I think what listeners and clients should note is that both David and I have tended towards portfolio management between turnover rates—we're talking about now—between 10 and 20% a year. After these changes are made, we're going to settle down into that, I think, more typical turnover that you've seen in the past when we're managing portfolios.
[11:49] Rob Campbell: Paul, I'm curious, given your comments in the market and what it might give you with respect to trading, but just more broadly, it's been almost five years since you were lead manager of this strategy. And I'm curious, as you step back and zoom out, thinking about the investment landscape—and I know we touched on technology, so that might be an element here—but I'm just curious, what are the big changes that you've noticed in markets and what do they mean for a global equity strategy like ours?
[12:16] Paul Moroz: Some of it's the same and some of it's different. What's the same? The decisions are still driven by people, and people are wired with all their imperfections just like they were 1,000 years ago. And what's so fascinating—it'll always be fascinating about the stock market—it's the collective psychology of fear and greed and envy and all these emotions that people have that gets played out in the stock market. So that's the same.

Excerpts from a pointing dataset:
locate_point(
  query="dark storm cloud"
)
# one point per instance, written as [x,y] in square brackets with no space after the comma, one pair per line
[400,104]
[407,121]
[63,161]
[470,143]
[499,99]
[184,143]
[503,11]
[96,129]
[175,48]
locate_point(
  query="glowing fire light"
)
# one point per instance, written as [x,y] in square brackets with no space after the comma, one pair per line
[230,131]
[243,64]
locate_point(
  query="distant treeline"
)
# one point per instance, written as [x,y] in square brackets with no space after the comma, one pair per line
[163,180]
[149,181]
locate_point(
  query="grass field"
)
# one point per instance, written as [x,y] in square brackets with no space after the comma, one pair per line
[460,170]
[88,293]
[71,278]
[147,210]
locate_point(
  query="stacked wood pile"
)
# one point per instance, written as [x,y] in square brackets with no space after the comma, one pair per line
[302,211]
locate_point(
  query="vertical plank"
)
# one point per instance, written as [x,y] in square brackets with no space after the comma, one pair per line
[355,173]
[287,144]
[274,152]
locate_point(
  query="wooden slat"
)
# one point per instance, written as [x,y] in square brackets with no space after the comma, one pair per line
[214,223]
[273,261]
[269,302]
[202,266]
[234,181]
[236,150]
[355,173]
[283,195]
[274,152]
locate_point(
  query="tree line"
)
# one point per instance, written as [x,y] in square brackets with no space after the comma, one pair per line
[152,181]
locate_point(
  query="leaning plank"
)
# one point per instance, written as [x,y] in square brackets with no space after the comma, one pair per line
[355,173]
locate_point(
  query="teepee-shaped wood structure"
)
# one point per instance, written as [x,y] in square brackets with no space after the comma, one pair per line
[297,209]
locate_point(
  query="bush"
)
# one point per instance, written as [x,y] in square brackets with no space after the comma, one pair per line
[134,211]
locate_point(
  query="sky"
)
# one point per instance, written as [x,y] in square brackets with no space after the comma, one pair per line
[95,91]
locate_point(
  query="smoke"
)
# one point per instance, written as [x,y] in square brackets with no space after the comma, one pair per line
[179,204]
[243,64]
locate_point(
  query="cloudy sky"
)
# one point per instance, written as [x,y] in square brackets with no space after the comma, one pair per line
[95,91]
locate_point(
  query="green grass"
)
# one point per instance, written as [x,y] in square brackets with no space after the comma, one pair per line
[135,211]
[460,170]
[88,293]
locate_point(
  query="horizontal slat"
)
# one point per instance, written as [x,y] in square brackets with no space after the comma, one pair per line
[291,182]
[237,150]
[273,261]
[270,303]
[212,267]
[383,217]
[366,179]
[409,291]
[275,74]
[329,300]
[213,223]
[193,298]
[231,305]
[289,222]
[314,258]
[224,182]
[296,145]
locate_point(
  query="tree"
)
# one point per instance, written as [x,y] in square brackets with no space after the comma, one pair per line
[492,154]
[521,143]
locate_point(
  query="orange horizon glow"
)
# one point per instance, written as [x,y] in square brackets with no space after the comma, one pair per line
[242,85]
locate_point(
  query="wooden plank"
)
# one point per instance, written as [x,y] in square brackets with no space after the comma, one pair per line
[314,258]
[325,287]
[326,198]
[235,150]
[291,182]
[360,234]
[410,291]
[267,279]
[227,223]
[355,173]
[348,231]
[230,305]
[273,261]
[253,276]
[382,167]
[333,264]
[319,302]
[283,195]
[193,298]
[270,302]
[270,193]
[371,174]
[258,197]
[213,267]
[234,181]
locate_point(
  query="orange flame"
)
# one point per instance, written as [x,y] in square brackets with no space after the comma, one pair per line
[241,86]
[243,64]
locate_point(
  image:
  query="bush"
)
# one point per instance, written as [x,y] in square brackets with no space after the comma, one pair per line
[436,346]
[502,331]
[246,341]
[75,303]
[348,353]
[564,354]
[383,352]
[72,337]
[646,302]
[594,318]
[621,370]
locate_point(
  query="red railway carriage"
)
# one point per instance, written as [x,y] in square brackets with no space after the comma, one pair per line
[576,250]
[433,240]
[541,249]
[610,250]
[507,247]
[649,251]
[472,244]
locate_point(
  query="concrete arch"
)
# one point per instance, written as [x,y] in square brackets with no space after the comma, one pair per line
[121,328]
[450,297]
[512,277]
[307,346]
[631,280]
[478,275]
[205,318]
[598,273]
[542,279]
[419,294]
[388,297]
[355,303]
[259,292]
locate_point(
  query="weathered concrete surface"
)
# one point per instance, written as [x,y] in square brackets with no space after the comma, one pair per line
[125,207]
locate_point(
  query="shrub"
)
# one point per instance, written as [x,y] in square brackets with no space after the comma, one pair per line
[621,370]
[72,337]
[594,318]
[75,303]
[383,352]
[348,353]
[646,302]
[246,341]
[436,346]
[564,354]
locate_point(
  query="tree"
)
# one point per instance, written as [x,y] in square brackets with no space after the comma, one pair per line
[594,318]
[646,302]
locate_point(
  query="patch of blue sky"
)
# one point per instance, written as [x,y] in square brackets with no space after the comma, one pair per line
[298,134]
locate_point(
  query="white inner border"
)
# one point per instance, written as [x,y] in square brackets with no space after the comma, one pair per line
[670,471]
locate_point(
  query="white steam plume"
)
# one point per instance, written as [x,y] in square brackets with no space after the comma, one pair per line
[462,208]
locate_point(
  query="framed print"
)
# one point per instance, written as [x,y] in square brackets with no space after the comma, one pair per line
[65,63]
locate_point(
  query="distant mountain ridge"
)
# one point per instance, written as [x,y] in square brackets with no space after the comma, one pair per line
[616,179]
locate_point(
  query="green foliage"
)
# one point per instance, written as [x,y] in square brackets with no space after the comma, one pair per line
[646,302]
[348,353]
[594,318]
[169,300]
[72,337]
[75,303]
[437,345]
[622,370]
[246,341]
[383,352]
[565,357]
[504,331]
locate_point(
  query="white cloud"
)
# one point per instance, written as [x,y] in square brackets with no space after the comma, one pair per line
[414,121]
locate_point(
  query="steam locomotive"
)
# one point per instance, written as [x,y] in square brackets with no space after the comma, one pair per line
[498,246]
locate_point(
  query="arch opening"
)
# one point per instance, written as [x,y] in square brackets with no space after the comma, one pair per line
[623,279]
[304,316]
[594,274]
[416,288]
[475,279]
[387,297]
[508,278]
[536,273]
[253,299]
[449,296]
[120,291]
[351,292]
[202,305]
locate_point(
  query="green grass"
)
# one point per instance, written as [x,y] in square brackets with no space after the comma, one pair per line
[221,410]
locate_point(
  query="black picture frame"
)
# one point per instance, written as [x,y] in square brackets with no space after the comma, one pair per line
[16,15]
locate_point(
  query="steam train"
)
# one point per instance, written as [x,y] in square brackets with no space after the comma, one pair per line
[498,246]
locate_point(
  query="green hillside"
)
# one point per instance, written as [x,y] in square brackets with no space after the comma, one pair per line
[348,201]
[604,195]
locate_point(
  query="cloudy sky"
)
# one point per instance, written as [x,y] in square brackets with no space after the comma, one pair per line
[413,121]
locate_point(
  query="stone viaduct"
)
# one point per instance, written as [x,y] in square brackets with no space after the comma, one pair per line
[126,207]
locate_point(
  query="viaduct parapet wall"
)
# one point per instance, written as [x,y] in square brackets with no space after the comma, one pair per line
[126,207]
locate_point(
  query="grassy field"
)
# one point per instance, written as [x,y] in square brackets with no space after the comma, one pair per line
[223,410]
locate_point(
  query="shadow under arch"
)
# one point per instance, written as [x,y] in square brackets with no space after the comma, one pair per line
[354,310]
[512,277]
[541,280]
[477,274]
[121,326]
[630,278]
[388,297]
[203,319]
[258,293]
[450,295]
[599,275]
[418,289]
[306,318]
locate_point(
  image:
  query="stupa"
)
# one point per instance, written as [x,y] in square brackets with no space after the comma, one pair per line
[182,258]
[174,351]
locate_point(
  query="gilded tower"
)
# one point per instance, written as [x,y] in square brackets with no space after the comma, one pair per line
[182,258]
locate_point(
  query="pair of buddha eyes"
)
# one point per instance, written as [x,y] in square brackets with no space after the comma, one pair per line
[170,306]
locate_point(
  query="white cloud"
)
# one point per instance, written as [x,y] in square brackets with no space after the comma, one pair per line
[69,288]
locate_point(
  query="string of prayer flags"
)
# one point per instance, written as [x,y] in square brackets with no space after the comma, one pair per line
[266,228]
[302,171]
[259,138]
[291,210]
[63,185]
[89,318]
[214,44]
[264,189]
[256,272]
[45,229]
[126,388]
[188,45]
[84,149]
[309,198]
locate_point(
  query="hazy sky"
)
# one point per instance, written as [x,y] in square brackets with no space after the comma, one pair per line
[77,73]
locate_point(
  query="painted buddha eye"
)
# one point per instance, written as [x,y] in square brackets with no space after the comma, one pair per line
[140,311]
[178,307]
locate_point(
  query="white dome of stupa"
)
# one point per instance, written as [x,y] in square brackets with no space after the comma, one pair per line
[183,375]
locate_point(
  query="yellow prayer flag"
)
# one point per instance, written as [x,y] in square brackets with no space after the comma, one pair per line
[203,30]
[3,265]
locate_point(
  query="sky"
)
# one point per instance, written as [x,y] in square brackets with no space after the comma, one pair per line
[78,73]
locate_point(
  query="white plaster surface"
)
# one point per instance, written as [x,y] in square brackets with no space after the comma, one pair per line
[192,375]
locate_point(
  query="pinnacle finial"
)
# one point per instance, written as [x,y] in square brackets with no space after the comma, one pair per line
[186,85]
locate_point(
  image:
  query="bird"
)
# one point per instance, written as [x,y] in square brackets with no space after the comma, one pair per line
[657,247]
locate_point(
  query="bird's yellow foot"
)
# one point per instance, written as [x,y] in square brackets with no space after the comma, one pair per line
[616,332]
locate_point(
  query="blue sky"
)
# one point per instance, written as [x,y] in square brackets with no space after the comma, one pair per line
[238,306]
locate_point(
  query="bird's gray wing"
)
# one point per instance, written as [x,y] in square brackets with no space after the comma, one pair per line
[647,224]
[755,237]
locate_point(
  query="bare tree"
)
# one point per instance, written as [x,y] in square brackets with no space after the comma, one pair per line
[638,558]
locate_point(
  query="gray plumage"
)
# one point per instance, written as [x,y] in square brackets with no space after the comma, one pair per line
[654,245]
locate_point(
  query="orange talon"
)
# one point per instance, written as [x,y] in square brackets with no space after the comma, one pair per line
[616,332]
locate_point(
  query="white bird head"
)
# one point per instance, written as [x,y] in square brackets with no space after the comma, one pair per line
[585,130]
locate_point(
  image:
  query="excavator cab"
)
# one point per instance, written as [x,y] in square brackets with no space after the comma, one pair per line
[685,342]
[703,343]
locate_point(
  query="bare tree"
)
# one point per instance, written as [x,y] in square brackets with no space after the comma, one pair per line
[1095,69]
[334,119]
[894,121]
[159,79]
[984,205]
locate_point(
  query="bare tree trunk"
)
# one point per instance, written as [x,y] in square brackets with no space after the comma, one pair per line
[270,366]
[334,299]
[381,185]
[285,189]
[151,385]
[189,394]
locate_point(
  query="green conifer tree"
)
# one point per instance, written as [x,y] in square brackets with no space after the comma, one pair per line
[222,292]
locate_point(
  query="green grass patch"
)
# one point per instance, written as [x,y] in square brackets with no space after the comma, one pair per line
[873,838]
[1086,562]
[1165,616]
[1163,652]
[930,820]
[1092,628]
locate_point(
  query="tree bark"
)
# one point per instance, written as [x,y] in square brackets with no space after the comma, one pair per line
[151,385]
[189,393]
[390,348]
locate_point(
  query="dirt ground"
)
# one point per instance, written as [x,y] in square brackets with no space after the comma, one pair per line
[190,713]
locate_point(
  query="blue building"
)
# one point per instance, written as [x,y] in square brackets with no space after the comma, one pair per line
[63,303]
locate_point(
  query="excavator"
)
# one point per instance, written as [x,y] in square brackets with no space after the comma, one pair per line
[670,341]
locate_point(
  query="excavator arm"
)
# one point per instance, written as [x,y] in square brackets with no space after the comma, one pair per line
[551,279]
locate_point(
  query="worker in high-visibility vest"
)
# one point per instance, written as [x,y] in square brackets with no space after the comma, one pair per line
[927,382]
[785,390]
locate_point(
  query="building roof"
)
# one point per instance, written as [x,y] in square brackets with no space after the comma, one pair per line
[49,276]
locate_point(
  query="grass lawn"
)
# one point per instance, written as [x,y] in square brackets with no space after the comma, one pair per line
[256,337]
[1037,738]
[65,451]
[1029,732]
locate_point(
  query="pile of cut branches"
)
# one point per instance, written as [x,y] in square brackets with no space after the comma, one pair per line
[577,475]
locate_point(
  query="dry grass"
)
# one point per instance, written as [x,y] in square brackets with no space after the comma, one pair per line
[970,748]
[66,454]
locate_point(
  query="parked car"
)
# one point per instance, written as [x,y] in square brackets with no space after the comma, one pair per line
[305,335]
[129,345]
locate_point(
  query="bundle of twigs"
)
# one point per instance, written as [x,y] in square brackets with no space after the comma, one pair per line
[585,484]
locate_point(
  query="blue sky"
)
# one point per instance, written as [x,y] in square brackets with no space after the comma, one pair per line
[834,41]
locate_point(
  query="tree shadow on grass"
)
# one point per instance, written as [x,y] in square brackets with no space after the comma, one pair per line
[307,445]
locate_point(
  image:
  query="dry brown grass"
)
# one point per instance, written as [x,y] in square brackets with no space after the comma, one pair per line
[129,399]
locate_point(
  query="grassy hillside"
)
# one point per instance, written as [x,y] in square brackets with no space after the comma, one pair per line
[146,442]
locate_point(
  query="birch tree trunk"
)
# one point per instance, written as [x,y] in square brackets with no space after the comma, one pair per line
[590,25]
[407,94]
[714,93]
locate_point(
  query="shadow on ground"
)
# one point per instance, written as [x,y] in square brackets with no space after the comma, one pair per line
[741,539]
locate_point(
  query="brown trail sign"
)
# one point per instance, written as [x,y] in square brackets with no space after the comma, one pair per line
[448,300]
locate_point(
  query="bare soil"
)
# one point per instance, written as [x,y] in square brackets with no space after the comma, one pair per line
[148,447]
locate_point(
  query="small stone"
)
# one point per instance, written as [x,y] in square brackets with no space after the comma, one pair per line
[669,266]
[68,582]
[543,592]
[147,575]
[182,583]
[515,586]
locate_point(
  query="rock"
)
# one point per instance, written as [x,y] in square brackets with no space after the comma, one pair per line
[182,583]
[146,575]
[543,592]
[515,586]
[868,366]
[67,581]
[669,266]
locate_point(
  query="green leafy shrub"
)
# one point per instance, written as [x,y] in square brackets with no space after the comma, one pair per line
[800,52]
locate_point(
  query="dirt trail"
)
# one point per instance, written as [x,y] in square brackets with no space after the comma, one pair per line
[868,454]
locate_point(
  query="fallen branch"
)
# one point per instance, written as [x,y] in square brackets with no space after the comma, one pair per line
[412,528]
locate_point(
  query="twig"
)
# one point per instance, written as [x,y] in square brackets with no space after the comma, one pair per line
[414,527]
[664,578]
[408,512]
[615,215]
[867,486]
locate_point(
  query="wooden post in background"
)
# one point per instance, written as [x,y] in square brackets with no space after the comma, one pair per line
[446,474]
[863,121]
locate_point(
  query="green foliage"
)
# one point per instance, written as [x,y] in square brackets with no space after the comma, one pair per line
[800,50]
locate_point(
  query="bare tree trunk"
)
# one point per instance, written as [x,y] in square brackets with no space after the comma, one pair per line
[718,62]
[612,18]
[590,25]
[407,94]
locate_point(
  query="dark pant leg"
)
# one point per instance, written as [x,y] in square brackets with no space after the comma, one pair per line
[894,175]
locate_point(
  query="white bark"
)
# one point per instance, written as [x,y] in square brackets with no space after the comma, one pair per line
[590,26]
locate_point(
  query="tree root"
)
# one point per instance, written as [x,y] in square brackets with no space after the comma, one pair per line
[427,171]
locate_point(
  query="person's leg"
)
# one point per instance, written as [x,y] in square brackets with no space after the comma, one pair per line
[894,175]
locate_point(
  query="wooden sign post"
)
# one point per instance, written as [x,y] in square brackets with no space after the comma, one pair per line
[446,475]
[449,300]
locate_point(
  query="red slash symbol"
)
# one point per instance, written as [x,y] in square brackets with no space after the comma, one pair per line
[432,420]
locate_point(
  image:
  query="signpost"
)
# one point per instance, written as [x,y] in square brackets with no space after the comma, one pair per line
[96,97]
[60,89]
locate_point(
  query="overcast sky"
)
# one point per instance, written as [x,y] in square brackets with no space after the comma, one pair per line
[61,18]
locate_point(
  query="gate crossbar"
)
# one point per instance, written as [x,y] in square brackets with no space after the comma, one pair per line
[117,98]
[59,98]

→ Exercise description
Please carry on the transcript of the investment discussion about global equity markets, starting right after its last sentence. The records have no connection to the text.

→ Output of the task
The market's different in that we're evolving rapidly in technology. AI is a new technology and that's great, and it's just like any other technological boom where you have investment and there are going to be winners and in some places, it's going to go too far. I mean, we've seen this go back to the internet, go back to railroads, canals, whatever sort of technology it is—you see similar trends. The structure is different. Passive versus active investing is a little bit different, almost to the point where there are certain securities that have, I'll call it a distribution advantage. They're in an index and you have to recognize that moving in or out of that can create tremendous volatility. It creates differences in perhaps the cost of capital where you see discrete jumps.
There's always this debate in the market about value versus growth, and these debates are quite heated, but even over five years, I mean, there are just more and more business models that are capital light and maybe require fewer people to execute on them overall if you think about the scalability of those business models, and they can grow rapidly. I'm a real believer in thinking about the world with real options and recognizing that these real options that you'll see in particular in the U.S. stock market shed light on what value there could be, and that there's real value there if you understand the structures.
Small cap markets are a little bit different now too. That's evolved since I was managing small cap years and years ago.
Rob Campbell: On the same theme, meaning you can scale a lot quicker. Sometimes, again, but it depends.
Paul Moroz: Actually, just because a small cap security is small doesn't mean that it has outsized growth potential. It relates more to functions of, well, what type of business is it? How is the structure? You could have a company that's smaller in terms of number of employees, but it might be a mid-cap size company because of the scalability of its revenue model and business model.
[15:00] Rob Campbell: Paul, last words for clients. Again, recognizing it's been a number of years since you've been on this podcast in a global equity role.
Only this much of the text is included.